* Task list *
1. Which source control systems does the passage on Go's handling of third-party code list as supported?
2. Could you carry the passage on Go's handling of third-party code further, starting right after its final sentence?
— Start of Page —
Ok, that’s great, but what about all the code that isn’t part of Go itself?

The design of Go really shows its embrace of open source in how third party code is used in day to day projects.

Go makes it trivial to use someone else’s code in your project

Go has distributed version control built-in from the ground up. If you want to use a package from github, for example, you just specify the URL in the imports, as if it were a local package:

import (
    “bytes” // std lib package
    “github.com/fake/foo” // 3rd party package
)

You don’t have to go find and download fake/foo from github and put it in a special directory or anything. Just run “go get github.com/fake/foo”. Go will then download, build, and install the code, so that you can reference it… nicely stored in a directory defined by the URL, in this case $GOPATH/src/github.com/fake/foo. Go will even figure out what source control system is used on the other side so you don’t have to (support for git, svn, mercurial, and bazaar).
— End of Page —
— Start of Material supplied —
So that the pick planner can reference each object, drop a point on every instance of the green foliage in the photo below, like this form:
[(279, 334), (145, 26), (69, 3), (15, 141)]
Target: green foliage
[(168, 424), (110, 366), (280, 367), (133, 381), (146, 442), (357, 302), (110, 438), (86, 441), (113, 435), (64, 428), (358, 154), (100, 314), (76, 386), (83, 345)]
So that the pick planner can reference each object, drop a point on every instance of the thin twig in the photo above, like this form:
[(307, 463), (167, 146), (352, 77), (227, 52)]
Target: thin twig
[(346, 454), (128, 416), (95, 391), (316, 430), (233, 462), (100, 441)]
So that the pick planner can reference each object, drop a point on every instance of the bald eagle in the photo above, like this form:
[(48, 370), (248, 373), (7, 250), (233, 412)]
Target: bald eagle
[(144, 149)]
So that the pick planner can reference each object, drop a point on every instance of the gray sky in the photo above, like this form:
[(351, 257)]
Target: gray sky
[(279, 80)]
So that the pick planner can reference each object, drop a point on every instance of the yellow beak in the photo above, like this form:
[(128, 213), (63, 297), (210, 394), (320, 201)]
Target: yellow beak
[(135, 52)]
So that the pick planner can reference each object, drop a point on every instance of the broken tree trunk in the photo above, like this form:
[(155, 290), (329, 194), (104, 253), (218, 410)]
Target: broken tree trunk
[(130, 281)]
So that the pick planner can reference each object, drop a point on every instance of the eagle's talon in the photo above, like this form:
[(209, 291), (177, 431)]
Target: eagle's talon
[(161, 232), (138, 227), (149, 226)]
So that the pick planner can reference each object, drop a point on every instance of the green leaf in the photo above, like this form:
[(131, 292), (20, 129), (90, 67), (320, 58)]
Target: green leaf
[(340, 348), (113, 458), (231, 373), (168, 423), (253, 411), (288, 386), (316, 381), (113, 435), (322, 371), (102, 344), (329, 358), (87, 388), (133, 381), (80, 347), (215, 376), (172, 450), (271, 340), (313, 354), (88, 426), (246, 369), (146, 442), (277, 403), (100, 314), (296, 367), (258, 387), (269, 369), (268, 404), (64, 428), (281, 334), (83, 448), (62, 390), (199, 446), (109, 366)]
— End of Material supplied —
* Results for the exercise *
1. git, svn, mercurial, bazaar

2.
What’s even better is that the auto-download happens for anyone who calls “go get” on your code repository. No more giving long drawn-out installation instructions about getting half a dozen 3rd party libraries first. If someone wants your code, they type “go get path.to/your/code”, and Go will download your code, and any remote imports you have (like the one for github above), any remote imports that code has, etc, and then builds everything.

The fact that this is available from the command line tools that come with the language makes it the de facto standard for how all Go code is written. There’s no fragmentation in the community about how packages are stored, accessed, used, etc. This means zero overhead for using third party code, it’s as easy to use as if it were built into the Go standard library.

Sharing code is the default

Like most scripting languages (and unlike many compiled languages), using source code from another project is the default way to use third party code in Go. Go creates a monolithic executable during its build, so there are no DLLs to create and distribute in the way you often see with other compiled languages. In theory you could distribute the compiled .a files from your project for other people to link to in their project, but this is not encouraged by the tooling, and I’ve personally never seen anyone do it.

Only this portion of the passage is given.